== Extrait
ESS ON AIR

David Cluzeau (UDES, Hexopée) : « L’ESS partage l’exaspération et la lassitude des Français »

À l’occasion de la rentrée politique et associative, Mediatico reçoit cette semaine David Cluzeau, président de l’Union des employeurs de l’ESS (UDES) et délégué général d’Hexopée, le syndicat professionnel des secteurs de l’animation, du sport, du tourisme social et de l’éducation populaire. Entre inquiétudes budgétaires et mobilisation des acteurs, il dresse, sur le plateau de notre émission « ESS On Air », un constat préoccupant de la situation économique et sociale des associations à la sortie de l’été (voir la vidéo intégrale ci-dessous, accès réservé aux abonnés).

Le projet de loi de finances 2026 présenté cet été, qui devrait faire tomber le gouvernement Bayrou dès la semaine prochaine, fait peser de lourdes menaces sur les structures de l’économie sociale et solidaire, en particulier sur les associations. « Les arbitrages impactent très négativement nos employeurs », alerte David Cluzeau sur notre plateau.

Un secteur « essoufflé » après l’été

De nombreux acteurs associatifs ressortent de l’été particulièrement fragilisés, notamment dans l’animation et le tourisme social. « Nous constatons une baisse d’activité d’environ 10 % dans les colonies de vacances », indique David Cluzeau, évoquant un « moral au plus bas » après la remise en cause du Pass culture et du Pass colo. La rentrée 2025 ressemble ainsi étrangement à celle de 2024 : « C’est un peu comme dans le film Un jour sans fin. Les inquiétudes se répètent. »

S’il ne soutient pas l’appel à « tout bloquer » le 10 septembre prochain en raison de sa posture de représentant des employeurs, il reconnaît néanmoins une « exaspération, une incompréhension et une grande lassitude » chez les Français et dans les structures associatives. Selon lui, « si ces réactions surgissent, c’est bien qu’il y a quelque chose qui ne fonctionne pas dans notre société ». Quant à l’appel à la grève du 18 septembre, il rappelle que cette initiative émane des syndicats de salariés et ne le soutient pas non plus, mais il admet que la question de rendre visible l’ESS par son absence reste un sujet récurrent.
====
== Données fournies
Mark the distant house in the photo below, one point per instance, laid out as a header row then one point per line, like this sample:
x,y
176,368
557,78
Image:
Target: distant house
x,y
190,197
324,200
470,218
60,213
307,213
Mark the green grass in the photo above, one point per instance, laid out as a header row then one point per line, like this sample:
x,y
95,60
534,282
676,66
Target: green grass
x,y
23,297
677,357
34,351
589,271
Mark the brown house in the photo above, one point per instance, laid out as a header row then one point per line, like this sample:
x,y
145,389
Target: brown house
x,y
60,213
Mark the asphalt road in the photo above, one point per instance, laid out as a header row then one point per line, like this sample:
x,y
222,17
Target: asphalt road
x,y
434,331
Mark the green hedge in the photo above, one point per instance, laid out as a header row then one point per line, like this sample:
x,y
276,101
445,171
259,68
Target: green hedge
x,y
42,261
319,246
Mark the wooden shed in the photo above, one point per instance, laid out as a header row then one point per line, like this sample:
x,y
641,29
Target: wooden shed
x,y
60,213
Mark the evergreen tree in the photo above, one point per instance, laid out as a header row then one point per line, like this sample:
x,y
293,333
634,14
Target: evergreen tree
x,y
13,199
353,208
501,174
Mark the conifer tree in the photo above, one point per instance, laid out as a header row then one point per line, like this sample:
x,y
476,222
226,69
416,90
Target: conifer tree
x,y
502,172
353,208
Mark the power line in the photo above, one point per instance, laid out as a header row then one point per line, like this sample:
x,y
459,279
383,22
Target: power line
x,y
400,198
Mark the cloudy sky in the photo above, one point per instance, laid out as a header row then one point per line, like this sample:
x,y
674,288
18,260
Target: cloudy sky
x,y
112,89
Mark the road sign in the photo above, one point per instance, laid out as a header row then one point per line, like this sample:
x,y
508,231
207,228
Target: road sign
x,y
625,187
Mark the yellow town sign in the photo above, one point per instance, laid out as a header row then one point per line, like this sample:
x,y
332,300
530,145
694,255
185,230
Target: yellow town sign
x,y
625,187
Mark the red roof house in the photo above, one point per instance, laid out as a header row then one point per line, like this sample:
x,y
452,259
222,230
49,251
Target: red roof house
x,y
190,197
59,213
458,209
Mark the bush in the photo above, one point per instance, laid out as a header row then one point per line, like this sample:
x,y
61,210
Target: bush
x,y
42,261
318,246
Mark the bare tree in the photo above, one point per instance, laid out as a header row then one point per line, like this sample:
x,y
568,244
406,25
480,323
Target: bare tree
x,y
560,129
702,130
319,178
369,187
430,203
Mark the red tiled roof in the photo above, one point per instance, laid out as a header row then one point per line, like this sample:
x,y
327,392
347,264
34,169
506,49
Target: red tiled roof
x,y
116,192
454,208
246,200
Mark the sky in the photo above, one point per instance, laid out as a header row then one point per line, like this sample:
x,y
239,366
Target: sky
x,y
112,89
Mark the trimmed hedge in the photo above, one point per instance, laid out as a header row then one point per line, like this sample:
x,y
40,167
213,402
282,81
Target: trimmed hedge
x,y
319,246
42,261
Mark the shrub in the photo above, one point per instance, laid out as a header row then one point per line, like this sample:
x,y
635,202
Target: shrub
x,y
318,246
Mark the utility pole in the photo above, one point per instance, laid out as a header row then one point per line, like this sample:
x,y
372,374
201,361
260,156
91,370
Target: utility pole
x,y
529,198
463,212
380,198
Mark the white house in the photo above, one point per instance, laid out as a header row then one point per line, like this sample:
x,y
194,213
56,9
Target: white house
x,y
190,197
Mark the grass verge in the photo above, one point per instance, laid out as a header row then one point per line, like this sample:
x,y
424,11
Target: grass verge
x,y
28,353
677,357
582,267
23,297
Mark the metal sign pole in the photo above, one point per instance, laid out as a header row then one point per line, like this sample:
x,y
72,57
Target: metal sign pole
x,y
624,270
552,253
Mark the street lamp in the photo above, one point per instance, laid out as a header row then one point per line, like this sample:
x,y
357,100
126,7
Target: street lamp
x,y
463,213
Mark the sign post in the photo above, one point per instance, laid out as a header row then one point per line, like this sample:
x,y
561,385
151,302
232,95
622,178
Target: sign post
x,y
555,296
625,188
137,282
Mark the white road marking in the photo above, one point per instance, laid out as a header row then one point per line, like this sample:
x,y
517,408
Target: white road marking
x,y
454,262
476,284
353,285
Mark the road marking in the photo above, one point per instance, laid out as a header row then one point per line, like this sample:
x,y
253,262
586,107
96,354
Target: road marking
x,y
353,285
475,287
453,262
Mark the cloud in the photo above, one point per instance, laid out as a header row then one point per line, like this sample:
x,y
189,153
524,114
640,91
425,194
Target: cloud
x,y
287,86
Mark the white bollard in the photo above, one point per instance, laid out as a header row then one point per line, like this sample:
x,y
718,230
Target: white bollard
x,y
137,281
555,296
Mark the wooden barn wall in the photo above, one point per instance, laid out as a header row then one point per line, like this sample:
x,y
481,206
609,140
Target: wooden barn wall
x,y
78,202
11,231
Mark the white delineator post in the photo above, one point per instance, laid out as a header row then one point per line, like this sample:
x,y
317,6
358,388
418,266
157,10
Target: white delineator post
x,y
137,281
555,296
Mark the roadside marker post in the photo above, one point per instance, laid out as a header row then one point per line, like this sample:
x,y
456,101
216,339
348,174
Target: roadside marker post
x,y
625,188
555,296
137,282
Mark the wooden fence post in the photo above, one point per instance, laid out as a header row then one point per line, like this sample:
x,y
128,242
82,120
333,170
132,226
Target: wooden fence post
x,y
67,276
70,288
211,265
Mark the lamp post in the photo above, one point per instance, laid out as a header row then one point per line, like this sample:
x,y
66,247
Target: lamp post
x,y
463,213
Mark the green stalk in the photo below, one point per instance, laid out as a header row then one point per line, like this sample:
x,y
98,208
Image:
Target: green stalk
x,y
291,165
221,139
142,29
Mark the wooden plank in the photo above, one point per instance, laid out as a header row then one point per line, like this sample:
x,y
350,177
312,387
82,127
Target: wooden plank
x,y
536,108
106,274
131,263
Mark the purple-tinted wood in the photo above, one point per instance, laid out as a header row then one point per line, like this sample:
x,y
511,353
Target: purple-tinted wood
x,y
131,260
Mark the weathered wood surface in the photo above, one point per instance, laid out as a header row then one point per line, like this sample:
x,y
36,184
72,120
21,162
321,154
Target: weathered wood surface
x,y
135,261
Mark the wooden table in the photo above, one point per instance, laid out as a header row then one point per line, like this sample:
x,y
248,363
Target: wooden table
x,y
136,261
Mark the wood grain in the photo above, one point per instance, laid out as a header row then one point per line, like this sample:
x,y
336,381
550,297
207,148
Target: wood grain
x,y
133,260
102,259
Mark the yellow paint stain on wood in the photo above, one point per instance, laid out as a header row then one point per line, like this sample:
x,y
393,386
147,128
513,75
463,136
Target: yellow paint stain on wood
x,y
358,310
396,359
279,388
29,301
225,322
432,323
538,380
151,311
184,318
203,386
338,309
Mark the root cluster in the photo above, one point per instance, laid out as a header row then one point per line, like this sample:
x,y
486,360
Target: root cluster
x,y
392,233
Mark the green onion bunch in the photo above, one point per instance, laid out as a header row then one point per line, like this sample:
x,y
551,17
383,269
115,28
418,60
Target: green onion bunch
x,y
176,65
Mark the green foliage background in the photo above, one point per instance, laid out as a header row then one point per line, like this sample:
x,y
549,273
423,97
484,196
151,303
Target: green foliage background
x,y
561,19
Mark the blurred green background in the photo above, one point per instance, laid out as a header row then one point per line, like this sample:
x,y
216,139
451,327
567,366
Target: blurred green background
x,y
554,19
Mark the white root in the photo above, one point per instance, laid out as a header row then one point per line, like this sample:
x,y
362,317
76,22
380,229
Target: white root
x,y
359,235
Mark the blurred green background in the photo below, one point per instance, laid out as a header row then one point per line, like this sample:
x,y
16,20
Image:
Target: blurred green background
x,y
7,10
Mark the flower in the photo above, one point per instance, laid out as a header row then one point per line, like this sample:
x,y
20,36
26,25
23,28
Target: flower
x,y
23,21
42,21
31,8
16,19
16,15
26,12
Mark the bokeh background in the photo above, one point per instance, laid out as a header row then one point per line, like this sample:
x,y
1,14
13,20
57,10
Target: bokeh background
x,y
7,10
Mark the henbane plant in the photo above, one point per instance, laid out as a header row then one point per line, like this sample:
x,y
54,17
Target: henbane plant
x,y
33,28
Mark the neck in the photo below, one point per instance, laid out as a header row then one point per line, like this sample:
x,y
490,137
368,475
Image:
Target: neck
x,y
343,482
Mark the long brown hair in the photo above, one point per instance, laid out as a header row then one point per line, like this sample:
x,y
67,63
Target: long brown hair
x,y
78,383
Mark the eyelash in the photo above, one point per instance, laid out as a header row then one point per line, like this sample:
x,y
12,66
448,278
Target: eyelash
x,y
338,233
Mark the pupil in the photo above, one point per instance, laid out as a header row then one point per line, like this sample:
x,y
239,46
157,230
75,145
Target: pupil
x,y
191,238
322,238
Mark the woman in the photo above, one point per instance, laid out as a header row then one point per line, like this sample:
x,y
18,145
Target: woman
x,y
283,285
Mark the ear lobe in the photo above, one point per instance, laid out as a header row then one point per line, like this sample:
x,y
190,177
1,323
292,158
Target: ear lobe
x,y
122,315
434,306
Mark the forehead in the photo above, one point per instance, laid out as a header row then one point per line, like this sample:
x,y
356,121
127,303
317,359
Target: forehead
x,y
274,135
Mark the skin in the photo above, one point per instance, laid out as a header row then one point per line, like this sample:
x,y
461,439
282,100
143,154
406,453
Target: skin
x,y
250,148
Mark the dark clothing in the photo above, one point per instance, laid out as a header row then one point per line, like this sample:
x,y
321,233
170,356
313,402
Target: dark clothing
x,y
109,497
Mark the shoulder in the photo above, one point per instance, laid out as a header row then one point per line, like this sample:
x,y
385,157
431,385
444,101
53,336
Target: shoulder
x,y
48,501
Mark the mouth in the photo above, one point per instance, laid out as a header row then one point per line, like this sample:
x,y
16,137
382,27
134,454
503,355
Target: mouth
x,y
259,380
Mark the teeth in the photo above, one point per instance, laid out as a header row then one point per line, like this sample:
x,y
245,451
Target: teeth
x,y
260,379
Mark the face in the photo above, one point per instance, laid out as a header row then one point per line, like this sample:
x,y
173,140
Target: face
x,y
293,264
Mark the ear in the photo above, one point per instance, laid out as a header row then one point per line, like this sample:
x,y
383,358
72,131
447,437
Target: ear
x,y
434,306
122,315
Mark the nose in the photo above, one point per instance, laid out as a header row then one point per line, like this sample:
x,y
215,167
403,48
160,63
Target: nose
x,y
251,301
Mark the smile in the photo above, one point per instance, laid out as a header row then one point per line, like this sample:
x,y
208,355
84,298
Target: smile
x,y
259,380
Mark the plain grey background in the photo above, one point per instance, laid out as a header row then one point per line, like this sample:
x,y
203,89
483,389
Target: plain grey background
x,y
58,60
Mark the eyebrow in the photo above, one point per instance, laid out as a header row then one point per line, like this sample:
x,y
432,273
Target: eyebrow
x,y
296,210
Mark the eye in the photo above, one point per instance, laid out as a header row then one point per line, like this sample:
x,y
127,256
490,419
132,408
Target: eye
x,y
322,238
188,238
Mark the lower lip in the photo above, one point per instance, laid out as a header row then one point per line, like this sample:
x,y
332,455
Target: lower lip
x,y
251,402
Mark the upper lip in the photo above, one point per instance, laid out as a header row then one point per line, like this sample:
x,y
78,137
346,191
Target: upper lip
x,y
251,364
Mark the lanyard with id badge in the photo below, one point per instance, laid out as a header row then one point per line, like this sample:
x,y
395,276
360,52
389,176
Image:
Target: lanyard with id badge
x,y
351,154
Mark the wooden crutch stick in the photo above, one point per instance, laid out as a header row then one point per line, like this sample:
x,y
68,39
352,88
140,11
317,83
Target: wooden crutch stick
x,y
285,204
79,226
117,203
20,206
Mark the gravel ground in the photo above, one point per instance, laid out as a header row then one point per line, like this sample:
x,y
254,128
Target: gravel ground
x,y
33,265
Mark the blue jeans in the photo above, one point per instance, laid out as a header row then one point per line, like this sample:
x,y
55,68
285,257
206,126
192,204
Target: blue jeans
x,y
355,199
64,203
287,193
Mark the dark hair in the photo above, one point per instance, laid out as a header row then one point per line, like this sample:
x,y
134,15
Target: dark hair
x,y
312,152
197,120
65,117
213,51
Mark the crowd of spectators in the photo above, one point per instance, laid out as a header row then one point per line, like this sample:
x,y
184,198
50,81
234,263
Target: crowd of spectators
====
● Consigne:
D'après l'extrait consacré à David Cluzeau, quelle baisse d'activité constate-t-il dans les colonies de vacances ?

● Corrigé:
Une baisse d'environ 10 %.